(INPUT DATA)
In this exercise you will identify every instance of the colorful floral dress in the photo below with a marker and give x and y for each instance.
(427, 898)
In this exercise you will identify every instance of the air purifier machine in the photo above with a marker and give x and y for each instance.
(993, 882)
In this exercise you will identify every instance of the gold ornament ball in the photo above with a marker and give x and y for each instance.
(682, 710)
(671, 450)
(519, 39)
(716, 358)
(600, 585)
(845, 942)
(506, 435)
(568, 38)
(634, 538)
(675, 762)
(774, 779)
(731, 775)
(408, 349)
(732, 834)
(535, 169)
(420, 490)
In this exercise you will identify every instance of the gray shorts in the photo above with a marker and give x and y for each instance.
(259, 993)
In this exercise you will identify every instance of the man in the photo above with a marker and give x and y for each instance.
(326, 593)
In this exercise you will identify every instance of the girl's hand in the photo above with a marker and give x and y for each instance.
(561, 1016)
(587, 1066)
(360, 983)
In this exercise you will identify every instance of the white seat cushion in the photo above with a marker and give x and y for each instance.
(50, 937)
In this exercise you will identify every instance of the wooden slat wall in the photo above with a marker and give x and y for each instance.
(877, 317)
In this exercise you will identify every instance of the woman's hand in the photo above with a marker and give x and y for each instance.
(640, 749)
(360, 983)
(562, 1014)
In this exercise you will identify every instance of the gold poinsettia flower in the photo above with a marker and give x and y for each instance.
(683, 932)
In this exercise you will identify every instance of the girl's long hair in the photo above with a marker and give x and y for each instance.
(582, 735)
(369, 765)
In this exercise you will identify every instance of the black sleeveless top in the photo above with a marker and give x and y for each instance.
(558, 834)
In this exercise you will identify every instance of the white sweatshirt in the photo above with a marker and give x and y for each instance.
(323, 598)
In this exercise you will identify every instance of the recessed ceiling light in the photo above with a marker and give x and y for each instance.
(End INPUT DATA)
# GOAL OF THE EXERCISE
Retype the records in full. Keep every line identical to the original.

# ANSWER SPACE
In this exercise you will identify every instance of the colorful floral dress in the photo below with a marker and give x and y for each instance.
(427, 898)
In this exercise you will identify every instance of the air purifier machine in the photo above with a marker and give x and y for each instance.
(993, 882)
In this exercise you will identify every instance of the gold ornament ball in the photo above with a marker and give x and y for each instance.
(682, 710)
(671, 450)
(519, 39)
(716, 358)
(600, 585)
(845, 942)
(506, 435)
(568, 38)
(634, 538)
(675, 762)
(774, 779)
(731, 775)
(408, 349)
(732, 834)
(535, 169)
(420, 490)
In this exercise you will identify every instance of the gray shorts in the photo above with a marker and give x and y for each instance.
(259, 993)
In this exercise you will identify every instance of the man in the photo above with a marker and give x and y for each instance.
(326, 593)
In this exercise you will identify every instance of the girl's hand in the photo above with a marker and give x and y for each instance.
(561, 1016)
(587, 1066)
(360, 983)
In this exercise you will identify every instance of the white seat cushion in the photo above with a marker and give x and y for each instance.
(50, 937)
In this exercise you will identify every instance of the wooden slat wall in the photo above with a marker and give x and y for each instance.
(877, 317)
In this exercise you will identify every instance of the woman's hand in the photo above with a marker and give x and y for each instance.
(640, 749)
(360, 983)
(562, 1014)
In this exercise you will identify every instance of the gold poinsettia flower in the photo above with a marker and give x and y for each instance.
(683, 932)
In this exercise you will identify every instance of the girl's long hair in the photo above with a marker and give x and y for each instance.
(582, 735)
(369, 765)
In this exercise you will identify every instance of the black sleeveless top in the photo above with a marker and give x and y for each instance.
(558, 834)
In this exercise you will identify every instance of the white sweatshirt in the photo above with a marker and give x and y for each instance.
(323, 598)
In this exercise you will identify every instance of the recessed ceiling light in the photo above with a marker and give x and y for each instance.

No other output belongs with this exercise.